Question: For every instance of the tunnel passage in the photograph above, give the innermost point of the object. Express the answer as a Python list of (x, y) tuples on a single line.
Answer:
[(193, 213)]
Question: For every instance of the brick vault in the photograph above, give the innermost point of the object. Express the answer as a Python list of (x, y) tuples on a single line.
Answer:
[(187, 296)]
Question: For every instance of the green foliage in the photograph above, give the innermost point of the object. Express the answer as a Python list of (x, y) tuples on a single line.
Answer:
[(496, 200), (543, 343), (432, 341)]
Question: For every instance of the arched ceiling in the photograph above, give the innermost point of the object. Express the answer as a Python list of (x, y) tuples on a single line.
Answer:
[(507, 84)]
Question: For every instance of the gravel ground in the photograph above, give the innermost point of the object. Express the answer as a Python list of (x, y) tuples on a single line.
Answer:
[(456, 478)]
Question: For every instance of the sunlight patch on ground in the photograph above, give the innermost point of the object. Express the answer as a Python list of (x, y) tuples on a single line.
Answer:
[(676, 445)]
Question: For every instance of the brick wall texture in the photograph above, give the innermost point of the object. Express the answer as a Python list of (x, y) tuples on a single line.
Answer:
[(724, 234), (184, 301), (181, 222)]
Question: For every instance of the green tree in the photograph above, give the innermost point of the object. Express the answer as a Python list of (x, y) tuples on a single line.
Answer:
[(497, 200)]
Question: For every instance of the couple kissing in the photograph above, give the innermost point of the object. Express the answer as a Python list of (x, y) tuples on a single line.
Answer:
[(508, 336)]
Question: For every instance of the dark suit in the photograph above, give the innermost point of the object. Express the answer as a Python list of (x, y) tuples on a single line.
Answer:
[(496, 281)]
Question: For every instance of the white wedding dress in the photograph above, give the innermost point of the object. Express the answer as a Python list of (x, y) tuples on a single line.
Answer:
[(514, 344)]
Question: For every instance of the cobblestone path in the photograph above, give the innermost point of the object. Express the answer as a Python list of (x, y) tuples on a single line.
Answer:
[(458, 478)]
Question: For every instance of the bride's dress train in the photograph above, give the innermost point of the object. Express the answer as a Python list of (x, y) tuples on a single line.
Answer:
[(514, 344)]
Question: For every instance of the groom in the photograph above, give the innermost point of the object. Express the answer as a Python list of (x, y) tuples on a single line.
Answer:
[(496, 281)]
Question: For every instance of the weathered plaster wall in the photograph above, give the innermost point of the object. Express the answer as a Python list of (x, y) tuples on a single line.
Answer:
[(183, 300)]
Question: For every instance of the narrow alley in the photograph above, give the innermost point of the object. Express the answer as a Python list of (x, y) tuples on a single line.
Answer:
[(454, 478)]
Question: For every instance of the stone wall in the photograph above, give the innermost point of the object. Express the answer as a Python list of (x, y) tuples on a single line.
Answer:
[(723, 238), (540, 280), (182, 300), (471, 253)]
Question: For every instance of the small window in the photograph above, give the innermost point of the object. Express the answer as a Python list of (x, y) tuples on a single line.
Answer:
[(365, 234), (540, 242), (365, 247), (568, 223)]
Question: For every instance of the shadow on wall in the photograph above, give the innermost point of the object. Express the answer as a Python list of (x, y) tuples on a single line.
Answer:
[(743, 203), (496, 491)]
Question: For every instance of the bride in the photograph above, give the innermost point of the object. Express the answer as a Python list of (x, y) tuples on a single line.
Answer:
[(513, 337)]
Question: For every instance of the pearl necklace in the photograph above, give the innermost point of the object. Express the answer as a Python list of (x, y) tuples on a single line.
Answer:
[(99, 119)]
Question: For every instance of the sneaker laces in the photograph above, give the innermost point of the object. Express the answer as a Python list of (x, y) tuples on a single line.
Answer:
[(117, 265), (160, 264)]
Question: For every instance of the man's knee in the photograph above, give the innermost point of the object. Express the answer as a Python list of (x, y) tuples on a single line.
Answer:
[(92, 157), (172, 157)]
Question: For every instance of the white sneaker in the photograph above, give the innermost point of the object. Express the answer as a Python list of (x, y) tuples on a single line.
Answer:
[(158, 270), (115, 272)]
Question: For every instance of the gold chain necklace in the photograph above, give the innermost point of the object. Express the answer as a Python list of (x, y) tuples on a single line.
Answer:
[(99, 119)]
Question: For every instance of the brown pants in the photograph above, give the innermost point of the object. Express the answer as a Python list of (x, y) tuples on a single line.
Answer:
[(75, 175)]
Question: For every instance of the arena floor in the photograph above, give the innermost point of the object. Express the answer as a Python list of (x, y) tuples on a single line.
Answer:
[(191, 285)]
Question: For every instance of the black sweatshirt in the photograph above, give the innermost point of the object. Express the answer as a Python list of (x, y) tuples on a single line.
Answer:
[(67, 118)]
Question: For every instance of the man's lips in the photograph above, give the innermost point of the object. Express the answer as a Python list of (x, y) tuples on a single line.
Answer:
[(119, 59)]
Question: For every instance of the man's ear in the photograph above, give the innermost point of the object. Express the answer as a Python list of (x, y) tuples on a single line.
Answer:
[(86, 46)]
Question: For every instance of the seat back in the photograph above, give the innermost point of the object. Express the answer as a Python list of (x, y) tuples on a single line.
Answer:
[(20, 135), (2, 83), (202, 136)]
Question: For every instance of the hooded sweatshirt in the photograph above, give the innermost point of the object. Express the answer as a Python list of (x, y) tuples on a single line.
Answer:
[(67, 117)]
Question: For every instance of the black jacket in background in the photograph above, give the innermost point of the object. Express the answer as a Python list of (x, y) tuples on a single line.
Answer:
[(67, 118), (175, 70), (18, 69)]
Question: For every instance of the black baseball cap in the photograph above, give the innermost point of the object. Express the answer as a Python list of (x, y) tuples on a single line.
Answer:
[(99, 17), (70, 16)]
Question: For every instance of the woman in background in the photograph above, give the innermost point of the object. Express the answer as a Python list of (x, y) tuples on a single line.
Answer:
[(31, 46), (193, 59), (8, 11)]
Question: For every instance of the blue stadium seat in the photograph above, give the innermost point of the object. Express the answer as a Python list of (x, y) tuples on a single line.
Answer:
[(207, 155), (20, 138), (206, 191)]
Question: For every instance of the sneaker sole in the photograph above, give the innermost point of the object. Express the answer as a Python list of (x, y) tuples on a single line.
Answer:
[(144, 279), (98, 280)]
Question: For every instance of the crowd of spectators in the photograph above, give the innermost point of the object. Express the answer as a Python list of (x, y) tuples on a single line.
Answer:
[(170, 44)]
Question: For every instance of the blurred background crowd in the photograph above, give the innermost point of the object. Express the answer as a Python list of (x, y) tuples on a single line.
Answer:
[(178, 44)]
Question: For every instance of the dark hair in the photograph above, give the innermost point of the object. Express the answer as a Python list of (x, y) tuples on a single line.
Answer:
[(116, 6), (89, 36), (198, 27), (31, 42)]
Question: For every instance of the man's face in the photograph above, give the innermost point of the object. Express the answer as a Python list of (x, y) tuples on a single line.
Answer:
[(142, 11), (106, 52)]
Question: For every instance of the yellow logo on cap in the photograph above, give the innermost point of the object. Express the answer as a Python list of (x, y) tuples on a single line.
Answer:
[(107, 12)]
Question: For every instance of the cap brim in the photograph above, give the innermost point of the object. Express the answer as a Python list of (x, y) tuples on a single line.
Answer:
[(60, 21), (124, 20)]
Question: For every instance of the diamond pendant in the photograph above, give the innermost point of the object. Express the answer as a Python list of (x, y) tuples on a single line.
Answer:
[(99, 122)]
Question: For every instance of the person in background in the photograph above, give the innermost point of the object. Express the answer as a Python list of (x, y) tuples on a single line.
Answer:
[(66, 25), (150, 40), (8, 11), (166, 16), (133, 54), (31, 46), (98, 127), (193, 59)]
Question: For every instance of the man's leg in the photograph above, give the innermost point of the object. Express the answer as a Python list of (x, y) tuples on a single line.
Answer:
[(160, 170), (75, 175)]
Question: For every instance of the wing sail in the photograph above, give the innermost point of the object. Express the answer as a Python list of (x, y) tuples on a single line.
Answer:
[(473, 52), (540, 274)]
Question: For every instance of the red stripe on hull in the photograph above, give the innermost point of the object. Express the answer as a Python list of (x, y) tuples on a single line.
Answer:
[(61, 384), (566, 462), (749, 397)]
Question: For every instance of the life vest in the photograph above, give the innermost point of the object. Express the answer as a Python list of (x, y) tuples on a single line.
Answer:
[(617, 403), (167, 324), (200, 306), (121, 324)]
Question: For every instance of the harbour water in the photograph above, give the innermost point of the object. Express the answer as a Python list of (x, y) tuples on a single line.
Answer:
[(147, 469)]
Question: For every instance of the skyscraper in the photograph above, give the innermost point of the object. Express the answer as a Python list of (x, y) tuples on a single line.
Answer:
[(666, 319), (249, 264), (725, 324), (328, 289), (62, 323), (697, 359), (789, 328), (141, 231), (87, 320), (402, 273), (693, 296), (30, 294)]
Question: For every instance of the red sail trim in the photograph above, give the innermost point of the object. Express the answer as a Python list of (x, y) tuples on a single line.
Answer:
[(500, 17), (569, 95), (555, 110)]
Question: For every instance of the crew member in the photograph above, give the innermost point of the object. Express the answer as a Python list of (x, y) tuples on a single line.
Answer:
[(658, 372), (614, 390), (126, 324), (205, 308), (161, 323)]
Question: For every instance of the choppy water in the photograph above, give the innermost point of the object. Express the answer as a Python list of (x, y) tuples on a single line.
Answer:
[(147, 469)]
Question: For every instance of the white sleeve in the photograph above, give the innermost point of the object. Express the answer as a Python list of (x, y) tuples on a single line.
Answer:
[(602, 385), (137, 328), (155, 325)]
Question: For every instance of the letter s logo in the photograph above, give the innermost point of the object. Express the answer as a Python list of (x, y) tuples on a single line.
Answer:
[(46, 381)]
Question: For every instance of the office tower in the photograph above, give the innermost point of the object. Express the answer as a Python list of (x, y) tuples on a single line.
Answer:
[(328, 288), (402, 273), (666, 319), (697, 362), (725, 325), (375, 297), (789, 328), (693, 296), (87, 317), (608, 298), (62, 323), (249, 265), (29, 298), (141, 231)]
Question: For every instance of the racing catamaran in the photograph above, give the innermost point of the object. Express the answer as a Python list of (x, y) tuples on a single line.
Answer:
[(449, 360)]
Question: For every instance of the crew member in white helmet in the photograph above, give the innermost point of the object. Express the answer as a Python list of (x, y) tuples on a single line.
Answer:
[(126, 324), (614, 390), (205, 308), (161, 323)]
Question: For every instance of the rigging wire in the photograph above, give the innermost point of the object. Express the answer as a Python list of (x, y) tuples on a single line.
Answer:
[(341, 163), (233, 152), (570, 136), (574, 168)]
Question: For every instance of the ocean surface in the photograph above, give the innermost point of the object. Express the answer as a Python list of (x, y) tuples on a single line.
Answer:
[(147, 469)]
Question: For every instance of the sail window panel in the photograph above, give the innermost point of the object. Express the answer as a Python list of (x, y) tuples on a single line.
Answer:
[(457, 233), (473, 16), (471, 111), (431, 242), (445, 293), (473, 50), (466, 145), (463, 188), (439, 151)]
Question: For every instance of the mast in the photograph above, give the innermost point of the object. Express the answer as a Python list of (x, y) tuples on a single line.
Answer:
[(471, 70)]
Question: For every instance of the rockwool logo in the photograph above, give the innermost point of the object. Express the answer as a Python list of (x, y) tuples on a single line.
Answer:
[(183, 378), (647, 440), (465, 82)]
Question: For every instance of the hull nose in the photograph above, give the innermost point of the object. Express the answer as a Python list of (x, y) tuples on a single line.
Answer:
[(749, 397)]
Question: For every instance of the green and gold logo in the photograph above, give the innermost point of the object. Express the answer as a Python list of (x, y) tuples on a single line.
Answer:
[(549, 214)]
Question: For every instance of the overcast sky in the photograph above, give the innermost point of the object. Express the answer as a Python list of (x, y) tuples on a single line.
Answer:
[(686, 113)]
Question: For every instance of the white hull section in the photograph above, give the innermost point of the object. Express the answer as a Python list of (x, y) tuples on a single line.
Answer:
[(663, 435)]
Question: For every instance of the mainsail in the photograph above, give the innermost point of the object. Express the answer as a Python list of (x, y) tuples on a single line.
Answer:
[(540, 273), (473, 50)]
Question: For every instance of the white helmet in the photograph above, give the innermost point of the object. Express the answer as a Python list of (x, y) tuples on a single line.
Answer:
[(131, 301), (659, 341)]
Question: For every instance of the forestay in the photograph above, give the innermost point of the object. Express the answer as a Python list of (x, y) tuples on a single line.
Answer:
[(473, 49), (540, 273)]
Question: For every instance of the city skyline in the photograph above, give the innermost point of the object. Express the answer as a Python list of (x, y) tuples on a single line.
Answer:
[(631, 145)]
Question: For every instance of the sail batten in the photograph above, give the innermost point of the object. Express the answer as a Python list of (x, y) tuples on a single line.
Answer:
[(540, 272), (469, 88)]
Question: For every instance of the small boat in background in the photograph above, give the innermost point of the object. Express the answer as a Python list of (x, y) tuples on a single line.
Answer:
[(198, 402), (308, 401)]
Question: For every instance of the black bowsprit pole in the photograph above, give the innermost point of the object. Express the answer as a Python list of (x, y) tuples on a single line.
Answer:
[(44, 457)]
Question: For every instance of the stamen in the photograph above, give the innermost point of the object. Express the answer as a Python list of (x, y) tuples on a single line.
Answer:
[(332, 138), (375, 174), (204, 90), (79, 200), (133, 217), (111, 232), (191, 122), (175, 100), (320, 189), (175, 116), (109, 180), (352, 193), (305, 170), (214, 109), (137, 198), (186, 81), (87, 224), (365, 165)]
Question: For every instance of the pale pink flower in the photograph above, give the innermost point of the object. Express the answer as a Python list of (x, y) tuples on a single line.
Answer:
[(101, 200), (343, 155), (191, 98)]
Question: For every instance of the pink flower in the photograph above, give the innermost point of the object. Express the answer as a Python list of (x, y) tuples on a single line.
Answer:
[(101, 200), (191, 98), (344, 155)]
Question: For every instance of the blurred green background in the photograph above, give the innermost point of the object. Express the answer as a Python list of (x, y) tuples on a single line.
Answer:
********************
**Requirement:** Please rewrite every line above, requests included, starting at the line that contains "Question: For every instance of the crew member in the" and ending at the line that contains "[(126, 324), (614, 390), (205, 308), (161, 323)]", with both of those lines included and nothing else. Scale each point coordinate in the answers by 1.5 and round it to a whole number, with halves rounded up.

**Full answer:**
Question: For every instance of the crew member in the photograph above, give the innermost point of the object. Express the answer as a Python list of (x, y) tuples on a single line.
Answer:
[(987, 558), (921, 585), (189, 486), (308, 462), (242, 485)]
Question: For every instance of the choppy water in the photograph above, give the innermost point of the object. Express the answer as a Python list of (x, y) tuples on a single line.
Answer:
[(221, 704)]
Question: For every instance of the white sleeve in the photograph above, give the innermost point of the object. Express the answer as a Python list of (x, y) tuples on a single line.
Answer:
[(903, 578), (206, 492), (233, 488)]
Question: For every instance of the letter s logo in the photograph above, give the innermost point of the object. Express the answer as a Python list of (x, y) tuples on a single line.
Answer:
[(69, 572)]
Question: For every instance of the office tower in the photograph above, give the innermost point of the object. Express the answer as a Python list of (x, y) tuples on a single line.
Answer:
[(492, 432), (603, 410), (999, 479), (1046, 543), (1088, 488), (563, 446), (1184, 492), (1040, 444), (131, 476), (912, 447), (93, 485), (374, 398), (44, 447), (212, 347)]
Question: For every instance of the racing catamaran in the photograph above, give the innermost point of the object. Express the answer as a Python list of (x, y) tuples on a single line.
Answer:
[(674, 540)]
Question: For every instance of the crew member in white helmet in the photograph above, give the innermost point of the object. Express the answer as a Python list of (x, y) tuples on a single line.
Answer:
[(189, 486), (921, 585), (308, 462), (242, 485)]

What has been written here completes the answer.